[Records for identifying positions]
::::

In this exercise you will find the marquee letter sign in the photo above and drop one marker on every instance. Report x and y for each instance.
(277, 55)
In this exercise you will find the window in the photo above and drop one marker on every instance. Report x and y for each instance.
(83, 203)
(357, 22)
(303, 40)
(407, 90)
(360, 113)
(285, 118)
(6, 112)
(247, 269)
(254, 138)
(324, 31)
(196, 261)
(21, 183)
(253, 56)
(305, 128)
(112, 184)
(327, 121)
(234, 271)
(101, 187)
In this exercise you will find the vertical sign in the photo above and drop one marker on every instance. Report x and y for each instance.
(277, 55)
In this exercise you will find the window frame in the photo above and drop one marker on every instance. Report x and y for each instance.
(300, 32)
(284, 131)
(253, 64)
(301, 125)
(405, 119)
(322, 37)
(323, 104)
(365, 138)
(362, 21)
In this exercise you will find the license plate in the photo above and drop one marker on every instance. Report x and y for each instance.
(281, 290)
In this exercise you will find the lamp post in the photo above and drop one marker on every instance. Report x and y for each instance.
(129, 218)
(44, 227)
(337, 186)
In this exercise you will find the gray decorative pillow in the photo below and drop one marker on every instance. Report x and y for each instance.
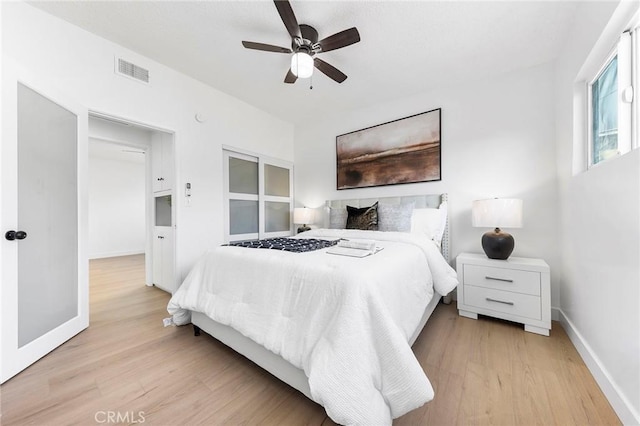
(337, 218)
(395, 217)
(365, 218)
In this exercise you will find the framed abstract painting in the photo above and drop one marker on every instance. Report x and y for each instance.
(400, 151)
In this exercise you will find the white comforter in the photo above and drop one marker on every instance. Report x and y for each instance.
(345, 321)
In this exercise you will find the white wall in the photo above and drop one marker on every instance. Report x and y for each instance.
(600, 237)
(497, 141)
(116, 207)
(81, 65)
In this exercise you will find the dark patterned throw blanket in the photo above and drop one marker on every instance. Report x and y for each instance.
(295, 245)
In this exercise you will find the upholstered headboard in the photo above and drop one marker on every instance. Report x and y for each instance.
(420, 201)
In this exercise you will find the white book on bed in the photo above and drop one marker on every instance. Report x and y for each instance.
(353, 252)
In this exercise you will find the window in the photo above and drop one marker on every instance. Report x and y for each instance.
(258, 197)
(604, 113)
(610, 97)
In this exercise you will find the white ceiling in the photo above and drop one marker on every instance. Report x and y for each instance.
(407, 46)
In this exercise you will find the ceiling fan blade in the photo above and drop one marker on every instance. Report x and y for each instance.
(341, 39)
(288, 17)
(265, 47)
(329, 70)
(290, 78)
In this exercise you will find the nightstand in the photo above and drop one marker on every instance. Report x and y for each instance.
(516, 289)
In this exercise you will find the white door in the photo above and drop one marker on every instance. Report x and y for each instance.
(44, 291)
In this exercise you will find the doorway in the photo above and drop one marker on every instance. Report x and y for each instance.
(123, 187)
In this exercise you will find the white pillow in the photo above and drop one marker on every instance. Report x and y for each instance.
(395, 217)
(337, 218)
(430, 222)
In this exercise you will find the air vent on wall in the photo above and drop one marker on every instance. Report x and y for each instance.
(130, 70)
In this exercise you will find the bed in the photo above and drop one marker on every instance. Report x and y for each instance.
(334, 327)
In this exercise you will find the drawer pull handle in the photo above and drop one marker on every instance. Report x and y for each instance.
(499, 301)
(498, 279)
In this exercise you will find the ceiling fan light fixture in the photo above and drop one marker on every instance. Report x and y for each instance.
(302, 65)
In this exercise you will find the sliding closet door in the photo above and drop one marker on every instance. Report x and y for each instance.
(44, 277)
(258, 197)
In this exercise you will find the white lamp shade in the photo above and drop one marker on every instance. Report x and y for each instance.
(302, 65)
(302, 215)
(497, 213)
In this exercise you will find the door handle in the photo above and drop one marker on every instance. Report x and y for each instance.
(15, 235)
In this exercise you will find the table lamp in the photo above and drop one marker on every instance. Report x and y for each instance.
(497, 213)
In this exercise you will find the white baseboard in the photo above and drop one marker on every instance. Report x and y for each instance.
(115, 254)
(621, 405)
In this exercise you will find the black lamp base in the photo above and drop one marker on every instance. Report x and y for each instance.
(498, 244)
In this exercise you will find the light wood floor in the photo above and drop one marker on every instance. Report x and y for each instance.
(127, 368)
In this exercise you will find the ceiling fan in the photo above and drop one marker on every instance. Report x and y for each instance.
(305, 46)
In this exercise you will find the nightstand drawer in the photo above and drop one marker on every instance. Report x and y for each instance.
(513, 280)
(519, 304)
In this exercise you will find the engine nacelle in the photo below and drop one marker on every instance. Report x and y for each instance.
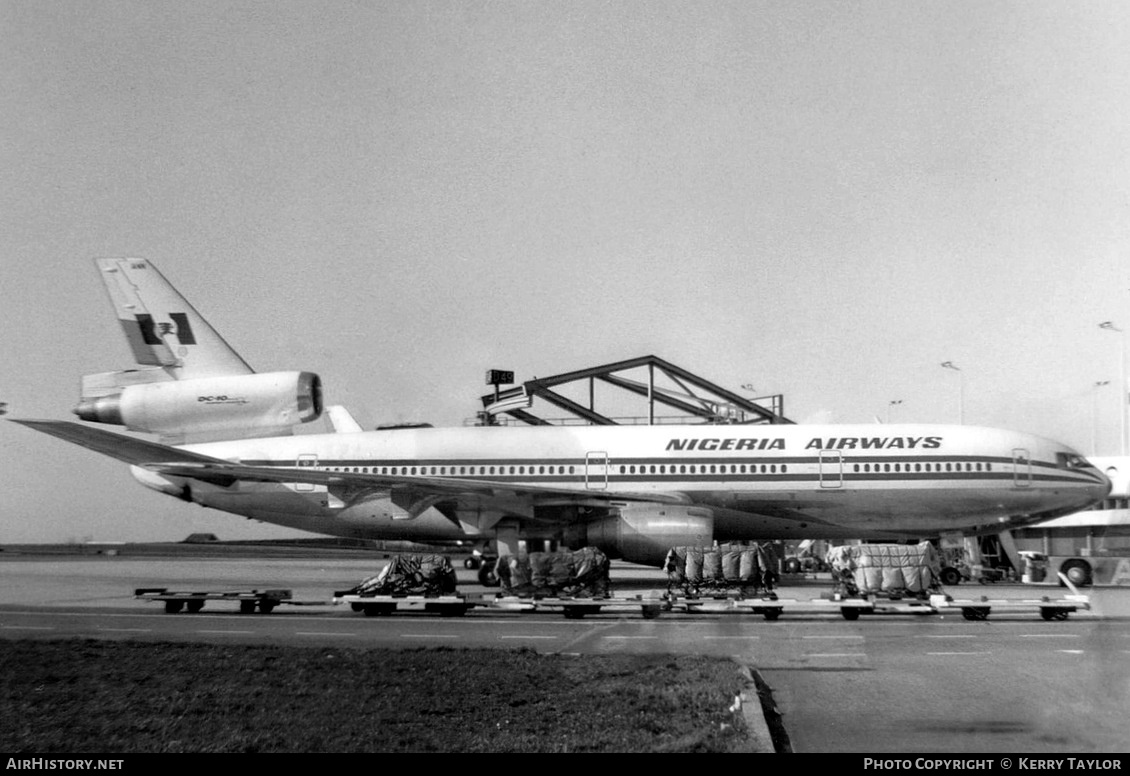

::::

What to work on → Reproduce all of the records above word for word, leaving out the pictures.

Result for this exercise →
In this exercise you will find the marquee letter sign in the photo above and drop one marker on every instance. Report x and y for each instance.
(277, 55)
In this exercise you will find the window in the photo above and drop one marker on every instance. Report x and y for each instance.
(83, 203)
(357, 22)
(303, 40)
(407, 90)
(360, 113)
(285, 118)
(6, 112)
(247, 269)
(254, 138)
(324, 31)
(196, 261)
(21, 183)
(253, 56)
(305, 128)
(112, 184)
(327, 121)
(234, 271)
(101, 187)
In this exercise you will find the vertical sign in the photo above and drop one marker on every instance. Report x and y for each instance.
(277, 55)
In this exercise you will find the window frame in the photo above and drop one marker on every instance. Report x and y for each instance.
(300, 32)
(284, 131)
(253, 64)
(301, 125)
(405, 119)
(322, 37)
(323, 104)
(365, 138)
(362, 21)
In this exercise you will find the license plate in the photo above and drop one marker on every instance. Report x and y for each instance.
(281, 290)
In this exercise you will find the lamp post in the photo above and drop one marker on every instance. Report x and y for each instance.
(129, 218)
(44, 227)
(337, 186)
In this exercise you will find the gray decorative pillow in the photo below and drop one marker on every instance. Report x and y for each instance.
(337, 218)
(395, 217)
(365, 218)
In this exercise you will find the framed abstract painting in the photo above and drop one marker on every instance. Report x and y for each instance.
(400, 151)
In this exercise you will find the white comforter in the photo above and drop one marker on every instance. Report x and y for each instance.
(345, 321)
In this exercise you will find the white wall in the photo above and drop one marker on every instance. Report x and y for each instance.
(600, 237)
(497, 141)
(116, 207)
(81, 65)
In this exercise you will find the dark patterned throw blanket in the photo above and drop one marker on every instance. Report x and y for each instance.
(295, 245)
In this exercise you will find the upholstered headboard in the photo above and drop one marker on every instance. Report x and y for each instance.
(420, 201)
In this exercise you will find the white book on bed in the photo above and drop one marker on every instance. Report x and y for each instance.
(353, 252)
In this exercise you will find the window in the photo above and drop one marker on every instance. Report x and y for each instance.
(258, 197)
(604, 113)
(610, 97)
In this exercise you will find the white ceiling in the photo above and drop one marker on every instance. Report x and y for each instance.
(407, 46)
In this exercise you will find the ceiling fan blade in the photo above and drop one marker on every instance. Report x and y for each instance.
(341, 39)
(288, 17)
(265, 47)
(329, 70)
(290, 78)
In this exercise you will find the nightstand in the photo above and drop one marker on every instance. Report x and y for each instance.
(516, 289)
In this exercise you will find the white door in the photo above and drop one marker on every instance. Report x and y for each instance.
(44, 291)
In this exercise you will find the doorway in the photo above and drop one marker on every instance. Report x and y for each instance.
(123, 187)
In this exercise you will find the white pillow in the photo above and drop one marker on every instance. Report x and y for each instance.
(395, 217)
(337, 218)
(430, 222)
In this exercise you will find the air vent on wall in the photo above and drop one marker on every instance. Report x and y for each instance.
(130, 70)
In this exercise you will find the bed in the photo above and drop one marker on every instance. Report x and y for each instance.
(334, 327)
In this exercise you will find the drawer pull handle in the photo above and drop one marker on every instance. Report x and y for each instance.
(499, 301)
(498, 279)
In this exercise you will find the ceiling fan light fixture in the photo above and drop one marker on every instance. Report x and y for each instance.
(302, 65)
In this exercise you will find the sliding closet door in the photo above and drop one marker on every instance. Report x and y for each instance.
(44, 277)
(258, 197)
In this exercise you will find the white lamp shade in the photo above and drop one marker on every instance. Report x and y for each instance.
(302, 65)
(302, 215)
(497, 213)
In this exercise you will find the door handle in the photo above and drop one marker on every instance. Report x and y for each instance.
(15, 235)
In this exercise you will find the table lamp in the photo above and drop one marker on every instance. Report x and y for each instance.
(497, 213)
In this exercise you will find the white baseboard in the photo above and drop one marker on every instance. Report x and y for each instance.
(115, 254)
(621, 405)
In this exercise you will find the black lamp base in the photo above and drop one marker on every instance. Report x and y for each instance.
(498, 244)
In this exercise you will find the light wood floor in the photo above and drop one marker on every instance. Report x and y for each instance.
(127, 368)
In this exercise you will find the ceiling fan in the photo above and drop one marker on every instance. Report x and y for each instance.
(305, 46)
In this exercise you will find the nightstand drawer in the photo above and drop one marker on every instance. Report x and y for each instance.
(513, 280)
(519, 304)
In this exercise you will find the engine nacelle in the photo below and drop one marker on every instance. Report x and y for each instance.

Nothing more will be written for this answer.